**Excerpt provided**:
## START

The reason for wanting to put a capacitor was to remove the bias
voltage going to the ADC input.
In fact for the moment I have power the sensor with 5 V which is too
low according to the specification which gives 8 V Dc mini.
With 5V the sensor apparently work OK but maybe not at it best!

With 8 V DC to the sensor, it give 4 V cc Dc Bias voltage and the
ADC max input is 5 v which give me only 1 V of ACMax voltage.
Ok, I could use a resistor divider but this will also divide the
useful signal.

>From what you said about the input impedance of the BX-24 ADC input,
I could reduce the value of the capacitor to 1 to 10 nF and I think
it will work.
I have a look on this idea.

I could also put a differential amplifier but it makes the circuit
more complicated to make.

In term of precision, a 5 % result is acceptable to me and the
resolution of the AQDC is 5/1024, is that right?

Thanks and best Regards.

Patrick.
, --- In b..., Tom Becker wrote:
>
> > ... I put 1 f but when I have no current the capacitor remain
> charged to 5 V and when I apply a current, it take very long time
to
> reach the right value...

## END

**Work instructions**:
1. Answer these questions from the forum post:
(a) What minimum supply voltage does the specification give for the sensor?
(b) With 8 V DC to the sensor, what DC bias voltage does it produce?
(c) What precision is acceptable to the writer?
2. How would you sum up the forum post in two sentences?
3. Which ways of dealing with the bias voltage at the ADC input does the forum post mention?
The listing comes from a different source than the forum post.

**Supplied material**:
## START

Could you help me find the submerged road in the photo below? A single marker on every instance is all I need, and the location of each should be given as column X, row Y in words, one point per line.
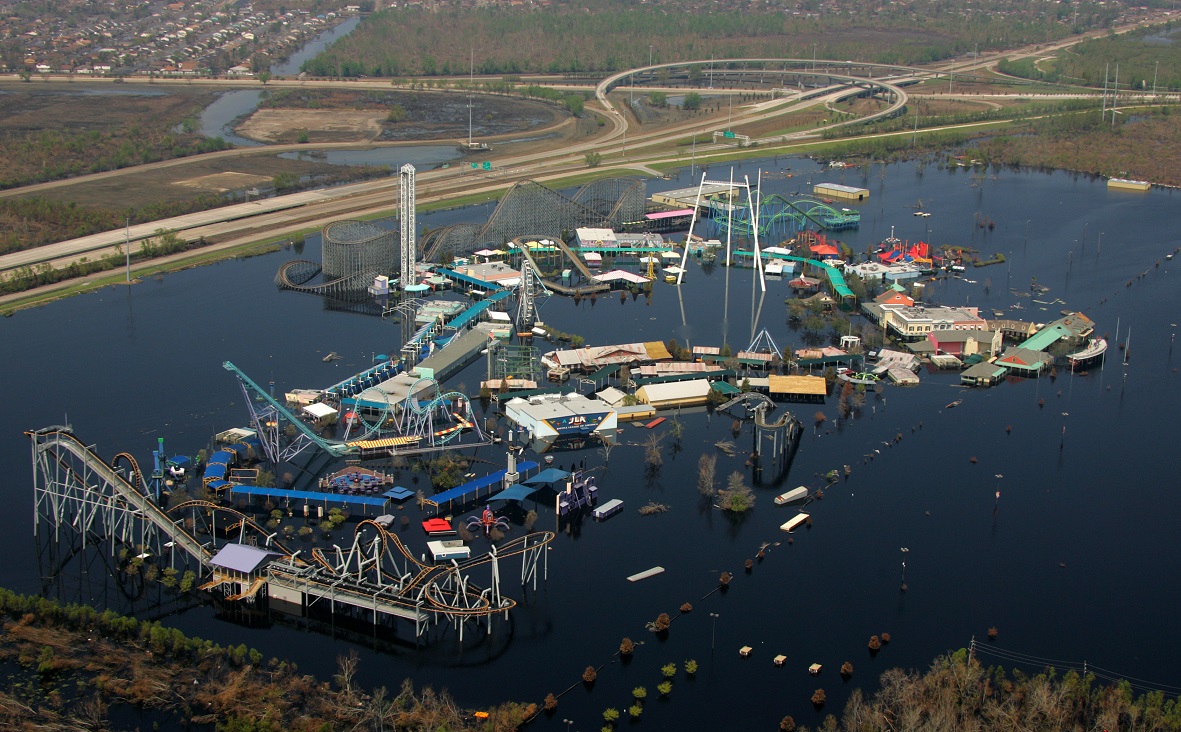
column 284, row 215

## END

**Worked answers**:
1.
(a) 8 V DC
(b) 4 V
(c) 5 %

2. The writer wants a capacitor to remove the bias voltage at the ADC input, because powering the sensor at the specified 8 V DC gives a 4 V bias and, with the ADC's 5 V maximum input, leaves only 1 V of AC range. Reducing the capacitor to 1 to 10 nF is considered, while a resistor divider would also divide the useful signal and a differential amplifier would make the circuit more complicated.

3.
- A capacitor, possibly reduced to 1 to 10 nF
- A resistor divider
- A differential amplifier